Data extracted from a collection:

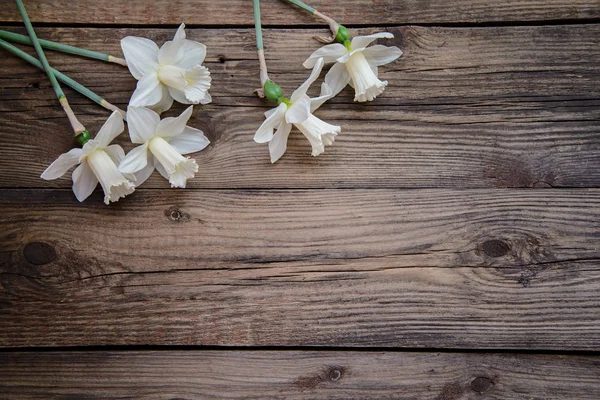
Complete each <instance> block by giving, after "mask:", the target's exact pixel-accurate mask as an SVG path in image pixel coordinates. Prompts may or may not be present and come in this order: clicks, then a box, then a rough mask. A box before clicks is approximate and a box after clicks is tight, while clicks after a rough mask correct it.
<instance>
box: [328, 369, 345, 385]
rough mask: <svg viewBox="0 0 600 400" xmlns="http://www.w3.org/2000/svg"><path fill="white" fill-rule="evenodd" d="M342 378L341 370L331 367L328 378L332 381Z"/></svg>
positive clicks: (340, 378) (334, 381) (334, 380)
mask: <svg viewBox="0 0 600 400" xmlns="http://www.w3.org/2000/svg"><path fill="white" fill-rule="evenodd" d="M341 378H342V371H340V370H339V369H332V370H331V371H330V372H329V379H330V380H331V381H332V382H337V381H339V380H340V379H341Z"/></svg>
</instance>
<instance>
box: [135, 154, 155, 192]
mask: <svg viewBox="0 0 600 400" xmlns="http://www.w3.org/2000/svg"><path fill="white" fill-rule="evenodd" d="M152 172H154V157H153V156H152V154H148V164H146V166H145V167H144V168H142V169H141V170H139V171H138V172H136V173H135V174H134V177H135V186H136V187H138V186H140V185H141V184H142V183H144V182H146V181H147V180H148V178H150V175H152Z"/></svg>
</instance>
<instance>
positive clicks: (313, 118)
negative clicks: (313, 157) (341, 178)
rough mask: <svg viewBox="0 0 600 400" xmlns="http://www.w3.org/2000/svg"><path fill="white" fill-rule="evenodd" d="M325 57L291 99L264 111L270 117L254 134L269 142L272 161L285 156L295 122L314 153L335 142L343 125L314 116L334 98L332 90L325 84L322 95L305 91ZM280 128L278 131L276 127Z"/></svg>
...
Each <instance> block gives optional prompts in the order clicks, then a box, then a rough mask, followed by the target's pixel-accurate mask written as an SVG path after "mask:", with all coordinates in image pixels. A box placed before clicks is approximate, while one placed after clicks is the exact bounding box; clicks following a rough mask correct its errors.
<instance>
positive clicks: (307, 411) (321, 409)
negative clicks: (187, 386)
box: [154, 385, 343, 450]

■ EXERCISE:
Copy each line of the preceding data that contains the string "negative".

■ ANSWER SPACE:
negative clicks: (313, 157) (341, 178)
negative clicks: (187, 386)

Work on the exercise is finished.